Copy out, word for word, the lines of the material below from the one containing "the black frame" down to the one containing "of the satin", including both of those lines and nothing else.

_GIVEN INFORMATION:_

-- Start --

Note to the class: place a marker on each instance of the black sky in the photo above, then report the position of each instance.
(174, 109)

-- End --
-- Start --

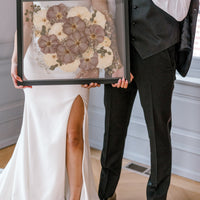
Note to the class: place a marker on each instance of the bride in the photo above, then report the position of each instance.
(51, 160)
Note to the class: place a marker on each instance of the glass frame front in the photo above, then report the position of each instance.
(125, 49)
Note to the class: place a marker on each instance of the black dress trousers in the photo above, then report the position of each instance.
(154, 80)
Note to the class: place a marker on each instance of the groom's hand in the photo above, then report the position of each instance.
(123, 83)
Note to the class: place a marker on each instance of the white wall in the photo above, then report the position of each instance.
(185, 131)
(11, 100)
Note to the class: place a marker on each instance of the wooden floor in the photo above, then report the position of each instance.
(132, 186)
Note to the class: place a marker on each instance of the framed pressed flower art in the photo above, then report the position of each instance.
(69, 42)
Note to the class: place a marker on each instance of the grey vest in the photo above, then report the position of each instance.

-- End --
-- Start --

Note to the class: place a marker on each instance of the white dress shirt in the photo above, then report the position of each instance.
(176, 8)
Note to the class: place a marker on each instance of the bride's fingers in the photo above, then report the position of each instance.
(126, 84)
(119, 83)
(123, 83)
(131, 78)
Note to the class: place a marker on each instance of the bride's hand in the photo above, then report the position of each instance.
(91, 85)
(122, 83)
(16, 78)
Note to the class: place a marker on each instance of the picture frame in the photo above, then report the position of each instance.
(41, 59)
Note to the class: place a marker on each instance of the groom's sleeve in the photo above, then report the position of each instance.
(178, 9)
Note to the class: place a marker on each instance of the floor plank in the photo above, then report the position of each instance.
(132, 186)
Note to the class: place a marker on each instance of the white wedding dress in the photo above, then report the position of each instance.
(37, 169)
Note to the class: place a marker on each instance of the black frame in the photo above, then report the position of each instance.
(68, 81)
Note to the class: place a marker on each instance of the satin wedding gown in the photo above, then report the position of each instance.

-- End --

_OUTPUT FOR THIS EXERCISE:_
Note to the class: place a marker on each instance of the black frame in the photo above, then report the position of each instance.
(68, 81)
Note to the class: place a marker on each instance of the satin wedding gown in the photo above, then report the position of each instance.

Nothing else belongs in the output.